▶

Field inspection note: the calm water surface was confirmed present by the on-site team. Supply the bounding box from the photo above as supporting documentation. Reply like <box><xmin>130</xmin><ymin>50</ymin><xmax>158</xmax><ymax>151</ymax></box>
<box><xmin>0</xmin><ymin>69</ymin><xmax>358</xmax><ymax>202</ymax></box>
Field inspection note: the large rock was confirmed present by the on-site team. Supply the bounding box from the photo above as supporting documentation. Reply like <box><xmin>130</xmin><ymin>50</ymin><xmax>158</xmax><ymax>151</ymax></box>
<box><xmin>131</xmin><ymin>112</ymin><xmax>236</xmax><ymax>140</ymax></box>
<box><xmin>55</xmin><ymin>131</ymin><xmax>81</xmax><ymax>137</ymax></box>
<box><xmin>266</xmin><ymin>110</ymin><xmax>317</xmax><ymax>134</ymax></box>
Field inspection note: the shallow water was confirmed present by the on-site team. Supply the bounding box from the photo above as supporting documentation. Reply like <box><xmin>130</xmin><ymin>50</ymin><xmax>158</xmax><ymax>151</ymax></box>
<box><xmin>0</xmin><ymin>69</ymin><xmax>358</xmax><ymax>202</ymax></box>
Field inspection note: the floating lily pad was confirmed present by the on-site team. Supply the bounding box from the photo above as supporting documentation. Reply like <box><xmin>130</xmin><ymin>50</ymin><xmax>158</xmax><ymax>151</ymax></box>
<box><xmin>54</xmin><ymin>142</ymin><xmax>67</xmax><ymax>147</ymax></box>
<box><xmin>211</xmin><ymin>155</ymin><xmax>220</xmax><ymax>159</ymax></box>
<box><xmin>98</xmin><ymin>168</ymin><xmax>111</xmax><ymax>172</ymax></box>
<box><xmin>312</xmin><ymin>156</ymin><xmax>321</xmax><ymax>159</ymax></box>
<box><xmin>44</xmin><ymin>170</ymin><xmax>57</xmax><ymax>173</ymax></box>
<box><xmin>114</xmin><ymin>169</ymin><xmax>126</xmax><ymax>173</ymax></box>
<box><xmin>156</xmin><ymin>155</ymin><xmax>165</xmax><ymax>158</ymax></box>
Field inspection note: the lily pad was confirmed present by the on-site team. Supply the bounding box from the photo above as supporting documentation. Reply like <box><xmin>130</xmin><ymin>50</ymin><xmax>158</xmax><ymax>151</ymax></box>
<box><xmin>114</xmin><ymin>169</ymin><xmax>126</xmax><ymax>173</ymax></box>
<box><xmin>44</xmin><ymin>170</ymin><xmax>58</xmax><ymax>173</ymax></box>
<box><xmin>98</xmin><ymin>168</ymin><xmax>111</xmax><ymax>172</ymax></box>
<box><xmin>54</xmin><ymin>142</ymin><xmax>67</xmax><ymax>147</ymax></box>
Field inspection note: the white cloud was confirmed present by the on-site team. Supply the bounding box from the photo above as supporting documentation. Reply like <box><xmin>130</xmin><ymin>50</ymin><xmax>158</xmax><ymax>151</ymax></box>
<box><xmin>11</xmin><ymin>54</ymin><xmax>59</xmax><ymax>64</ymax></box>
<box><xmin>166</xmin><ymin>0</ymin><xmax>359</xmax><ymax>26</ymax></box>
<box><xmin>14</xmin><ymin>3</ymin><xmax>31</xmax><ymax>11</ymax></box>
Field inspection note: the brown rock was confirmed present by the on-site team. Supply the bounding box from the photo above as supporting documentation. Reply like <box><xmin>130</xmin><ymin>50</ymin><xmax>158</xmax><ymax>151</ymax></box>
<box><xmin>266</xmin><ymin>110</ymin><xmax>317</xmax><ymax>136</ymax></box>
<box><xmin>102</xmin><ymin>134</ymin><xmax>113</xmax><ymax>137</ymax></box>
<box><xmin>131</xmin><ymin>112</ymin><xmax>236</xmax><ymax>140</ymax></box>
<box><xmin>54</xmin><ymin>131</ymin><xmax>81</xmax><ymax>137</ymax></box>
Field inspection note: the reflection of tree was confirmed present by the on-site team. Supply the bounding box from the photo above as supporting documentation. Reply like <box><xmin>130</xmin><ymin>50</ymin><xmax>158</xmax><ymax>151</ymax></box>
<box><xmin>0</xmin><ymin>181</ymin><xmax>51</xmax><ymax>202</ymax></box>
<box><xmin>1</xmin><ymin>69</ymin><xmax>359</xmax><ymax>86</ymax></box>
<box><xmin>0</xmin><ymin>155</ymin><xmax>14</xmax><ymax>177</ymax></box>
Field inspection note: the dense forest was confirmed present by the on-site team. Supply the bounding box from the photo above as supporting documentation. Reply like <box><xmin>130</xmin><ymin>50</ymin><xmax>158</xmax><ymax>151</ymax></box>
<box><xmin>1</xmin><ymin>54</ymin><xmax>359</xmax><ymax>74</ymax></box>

◀

Task brief >> The records above are to be repeated in full, word for word.

Result >>
Field inspection note: the calm water surface was confirmed present by the on-site team. Supply the bounding box from the photo above as supporting documentation. Reply like <box><xmin>130</xmin><ymin>50</ymin><xmax>158</xmax><ymax>151</ymax></box>
<box><xmin>0</xmin><ymin>69</ymin><xmax>358</xmax><ymax>202</ymax></box>
Field inspection note: the large rock was confirmed present by the on-site team. Supply the bounding box from the photo above as supporting documentation. Reply like <box><xmin>130</xmin><ymin>50</ymin><xmax>158</xmax><ymax>151</ymax></box>
<box><xmin>131</xmin><ymin>112</ymin><xmax>236</xmax><ymax>140</ymax></box>
<box><xmin>55</xmin><ymin>131</ymin><xmax>81</xmax><ymax>137</ymax></box>
<box><xmin>266</xmin><ymin>110</ymin><xmax>317</xmax><ymax>134</ymax></box>
Field inspection note: the shallow water was confirmed present by the on-site team. Supply the bounding box from the photo above as supporting documentation. Reply like <box><xmin>130</xmin><ymin>50</ymin><xmax>158</xmax><ymax>151</ymax></box>
<box><xmin>0</xmin><ymin>69</ymin><xmax>358</xmax><ymax>202</ymax></box>
Field inspection note: the floating lily pad was confirmed present by the on-site team. Supply the bounding box from the photo above as supporting documentation. Reply like <box><xmin>130</xmin><ymin>50</ymin><xmax>158</xmax><ymax>151</ymax></box>
<box><xmin>54</xmin><ymin>142</ymin><xmax>67</xmax><ymax>147</ymax></box>
<box><xmin>211</xmin><ymin>155</ymin><xmax>220</xmax><ymax>159</ymax></box>
<box><xmin>98</xmin><ymin>168</ymin><xmax>111</xmax><ymax>172</ymax></box>
<box><xmin>312</xmin><ymin>156</ymin><xmax>321</xmax><ymax>159</ymax></box>
<box><xmin>44</xmin><ymin>170</ymin><xmax>57</xmax><ymax>173</ymax></box>
<box><xmin>114</xmin><ymin>169</ymin><xmax>126</xmax><ymax>173</ymax></box>
<box><xmin>156</xmin><ymin>155</ymin><xmax>165</xmax><ymax>158</ymax></box>
Field inspection note: the lily pad was confirmed present by the on-site team. Supply the bounding box from the photo above as supporting documentation. Reply like <box><xmin>130</xmin><ymin>50</ymin><xmax>158</xmax><ymax>151</ymax></box>
<box><xmin>114</xmin><ymin>169</ymin><xmax>126</xmax><ymax>173</ymax></box>
<box><xmin>44</xmin><ymin>170</ymin><xmax>58</xmax><ymax>173</ymax></box>
<box><xmin>98</xmin><ymin>168</ymin><xmax>111</xmax><ymax>172</ymax></box>
<box><xmin>54</xmin><ymin>142</ymin><xmax>67</xmax><ymax>147</ymax></box>
Field inspection note: the white cloud was confirmed present by the on-site team. Supply the bounding box from the photo above as supporting documentation. Reply like <box><xmin>130</xmin><ymin>50</ymin><xmax>158</xmax><ymax>151</ymax></box>
<box><xmin>11</xmin><ymin>54</ymin><xmax>59</xmax><ymax>64</ymax></box>
<box><xmin>166</xmin><ymin>0</ymin><xmax>359</xmax><ymax>26</ymax></box>
<box><xmin>14</xmin><ymin>3</ymin><xmax>31</xmax><ymax>11</ymax></box>
Field inspection note: the brown rock was confirmed present by the on-site team. Supply the bounding box from the photo above as supporting documentation. Reply like <box><xmin>130</xmin><ymin>50</ymin><xmax>158</xmax><ymax>151</ymax></box>
<box><xmin>266</xmin><ymin>110</ymin><xmax>317</xmax><ymax>136</ymax></box>
<box><xmin>102</xmin><ymin>134</ymin><xmax>113</xmax><ymax>137</ymax></box>
<box><xmin>131</xmin><ymin>112</ymin><xmax>236</xmax><ymax>140</ymax></box>
<box><xmin>54</xmin><ymin>131</ymin><xmax>81</xmax><ymax>137</ymax></box>
Field inspection note: the reflection of tree was confirmed present by the on-site team. Supply the bounding box from the photo above as supporting documentation. Reply like <box><xmin>130</xmin><ymin>50</ymin><xmax>158</xmax><ymax>151</ymax></box>
<box><xmin>0</xmin><ymin>181</ymin><xmax>51</xmax><ymax>202</ymax></box>
<box><xmin>1</xmin><ymin>69</ymin><xmax>359</xmax><ymax>86</ymax></box>
<box><xmin>0</xmin><ymin>155</ymin><xmax>14</xmax><ymax>177</ymax></box>
Field inspection note: the dense forest was confirmed present by the on-site team. Supply the bounding box from the photo above as supporting documentation. Reply like <box><xmin>130</xmin><ymin>50</ymin><xmax>158</xmax><ymax>151</ymax></box>
<box><xmin>1</xmin><ymin>54</ymin><xmax>359</xmax><ymax>74</ymax></box>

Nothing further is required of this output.